* _GOAL_: Write out the lines below word for word, but leave out the pictures.

* _DATA RECORDS_:
★ ★ ★ ★ ★ ★ ★
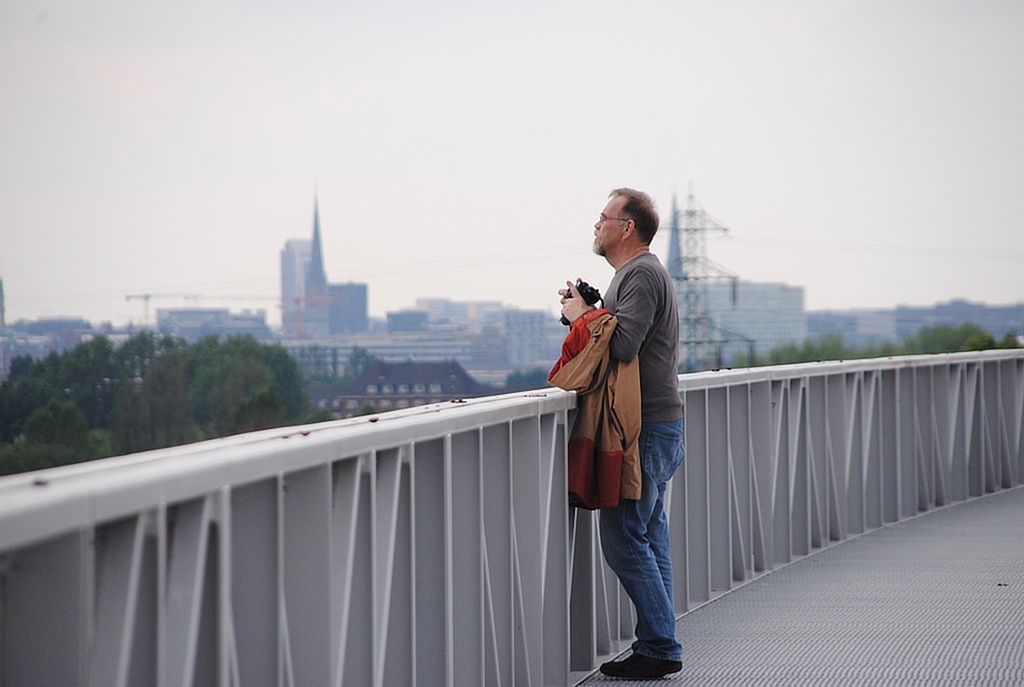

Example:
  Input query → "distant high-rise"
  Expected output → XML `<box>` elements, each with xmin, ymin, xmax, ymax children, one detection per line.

<box><xmin>281</xmin><ymin>239</ymin><xmax>312</xmax><ymax>339</ymax></box>
<box><xmin>328</xmin><ymin>284</ymin><xmax>370</xmax><ymax>334</ymax></box>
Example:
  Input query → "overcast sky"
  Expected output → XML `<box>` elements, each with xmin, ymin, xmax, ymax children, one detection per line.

<box><xmin>0</xmin><ymin>0</ymin><xmax>1024</xmax><ymax>325</ymax></box>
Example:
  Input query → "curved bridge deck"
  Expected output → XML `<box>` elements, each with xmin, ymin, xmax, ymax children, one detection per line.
★ ★ ★ ★ ★ ★ ★
* _TASK SOLUTION_:
Example:
  Input query → "distant high-rise"
  Expected output → XML `<box>` elements, each with xmin, ymin, xmax, ymax children, one detection per line.

<box><xmin>281</xmin><ymin>239</ymin><xmax>312</xmax><ymax>339</ymax></box>
<box><xmin>328</xmin><ymin>284</ymin><xmax>370</xmax><ymax>334</ymax></box>
Example:
  Input query → "overcast sky"
  Expected output → XML `<box>` elements, each with xmin, ymin, xmax, ymax children, one detection per line.

<box><xmin>0</xmin><ymin>0</ymin><xmax>1024</xmax><ymax>325</ymax></box>
Example:
  Input query → "curved bridge deck"
  Expected output → XML `<box>` elements, each with xmin, ymin, xmax, ymax children, one detection per line.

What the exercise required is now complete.